Written task: How many lines in the rows below contain the string "metal"? Case counts, and your reply should be only the number.

Entries from an annotation dataset:

════════════════════

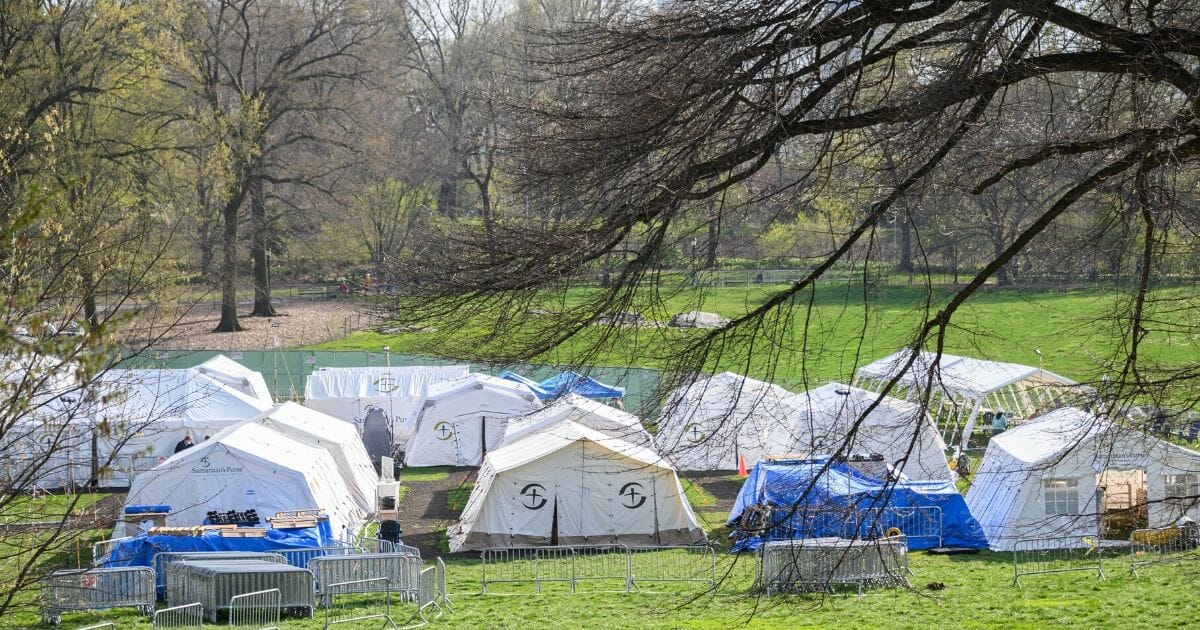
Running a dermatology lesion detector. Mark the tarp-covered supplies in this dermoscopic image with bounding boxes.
[727,460,988,551]
[449,422,704,552]
[404,374,541,466]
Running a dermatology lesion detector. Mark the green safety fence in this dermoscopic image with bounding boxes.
[120,350,659,419]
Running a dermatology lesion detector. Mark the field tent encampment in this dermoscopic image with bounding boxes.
[726,460,988,551]
[116,422,367,540]
[966,407,1200,551]
[404,373,541,466]
[247,402,379,512]
[503,394,654,450]
[449,422,704,552]
[655,372,804,470]
[767,383,952,480]
[304,365,470,451]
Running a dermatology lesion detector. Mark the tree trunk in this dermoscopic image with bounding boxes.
[214,196,244,332]
[250,181,280,317]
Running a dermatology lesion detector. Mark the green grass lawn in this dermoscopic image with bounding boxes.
[317,283,1200,389]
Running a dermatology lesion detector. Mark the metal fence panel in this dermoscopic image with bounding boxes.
[1129,526,1200,575]
[229,588,283,630]
[325,577,396,628]
[1013,536,1104,587]
[154,601,204,630]
[42,566,155,624]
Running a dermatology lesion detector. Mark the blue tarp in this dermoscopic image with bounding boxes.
[500,371,625,401]
[727,461,988,552]
[103,520,334,568]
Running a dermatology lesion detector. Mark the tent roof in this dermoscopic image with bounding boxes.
[487,420,671,473]
[858,349,1074,397]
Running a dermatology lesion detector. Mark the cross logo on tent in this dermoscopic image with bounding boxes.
[618,481,646,510]
[521,484,549,510]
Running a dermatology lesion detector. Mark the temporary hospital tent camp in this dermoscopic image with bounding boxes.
[967,407,1200,551]
[248,402,379,512]
[304,365,469,451]
[404,374,541,466]
[655,372,805,470]
[118,422,366,538]
[853,349,1088,449]
[767,383,950,480]
[449,422,704,552]
[727,460,988,551]
[504,394,654,450]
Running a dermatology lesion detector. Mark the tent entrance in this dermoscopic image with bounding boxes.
[1096,469,1150,540]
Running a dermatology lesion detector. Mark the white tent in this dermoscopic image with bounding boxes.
[655,372,805,470]
[116,422,366,538]
[247,402,379,514]
[304,365,469,450]
[768,383,950,480]
[449,422,704,552]
[853,349,1088,449]
[404,374,541,466]
[966,407,1200,551]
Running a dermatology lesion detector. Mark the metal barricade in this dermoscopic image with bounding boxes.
[1129,526,1200,576]
[308,553,421,601]
[1013,536,1104,587]
[479,547,575,594]
[154,601,204,630]
[229,588,283,630]
[629,546,716,589]
[325,577,396,628]
[42,566,155,625]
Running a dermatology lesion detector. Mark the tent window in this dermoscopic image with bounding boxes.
[1164,473,1200,505]
[1042,479,1079,516]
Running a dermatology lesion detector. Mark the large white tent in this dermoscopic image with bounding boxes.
[118,422,366,538]
[247,402,379,512]
[767,383,950,480]
[404,374,541,466]
[853,349,1087,449]
[304,365,470,450]
[966,407,1200,551]
[449,422,704,552]
[655,372,805,470]
[503,394,654,450]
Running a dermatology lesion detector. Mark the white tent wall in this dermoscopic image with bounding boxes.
[404,374,541,466]
[502,394,655,450]
[450,425,704,552]
[966,408,1200,551]
[247,402,379,514]
[116,422,366,536]
[304,365,470,445]
[655,372,800,470]
[768,383,952,480]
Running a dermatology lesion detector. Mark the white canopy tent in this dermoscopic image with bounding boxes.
[767,383,950,480]
[116,422,366,536]
[247,402,379,514]
[966,407,1200,551]
[449,422,704,552]
[503,394,654,450]
[853,349,1086,449]
[404,374,541,466]
[304,365,469,450]
[655,372,805,470]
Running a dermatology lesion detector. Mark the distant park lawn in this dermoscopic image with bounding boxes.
[316,284,1200,389]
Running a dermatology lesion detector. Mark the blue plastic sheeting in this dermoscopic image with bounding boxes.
[538,371,625,398]
[726,461,988,552]
[103,521,334,568]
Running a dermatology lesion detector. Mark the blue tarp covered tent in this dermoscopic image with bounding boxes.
[500,371,625,401]
[727,460,988,552]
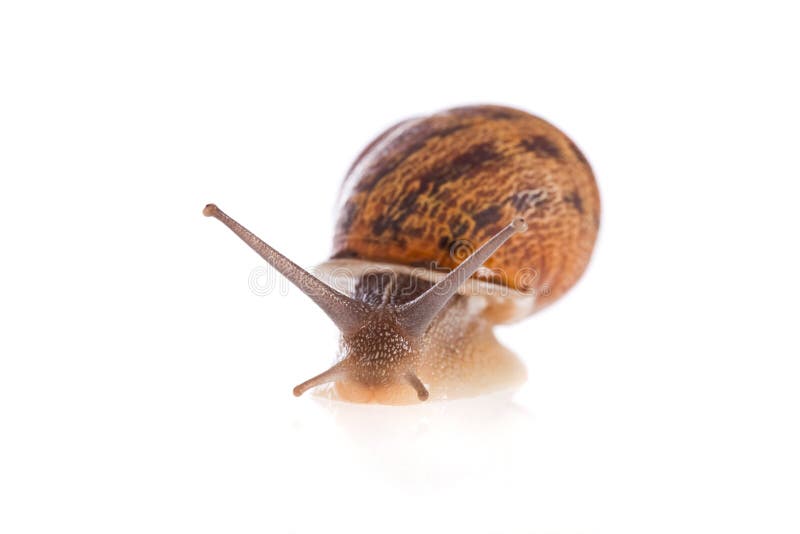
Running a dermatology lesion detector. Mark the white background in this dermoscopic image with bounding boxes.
[0,1,800,534]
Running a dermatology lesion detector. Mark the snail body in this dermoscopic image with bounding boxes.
[204,106,600,404]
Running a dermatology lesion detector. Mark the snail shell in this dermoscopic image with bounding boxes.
[321,106,600,322]
[203,106,600,404]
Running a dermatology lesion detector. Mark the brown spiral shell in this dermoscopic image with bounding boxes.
[333,106,600,308]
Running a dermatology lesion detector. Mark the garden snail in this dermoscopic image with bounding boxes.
[203,106,600,404]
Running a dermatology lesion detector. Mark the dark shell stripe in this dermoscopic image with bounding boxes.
[333,106,600,307]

════════════════════

Output for this exercise: 2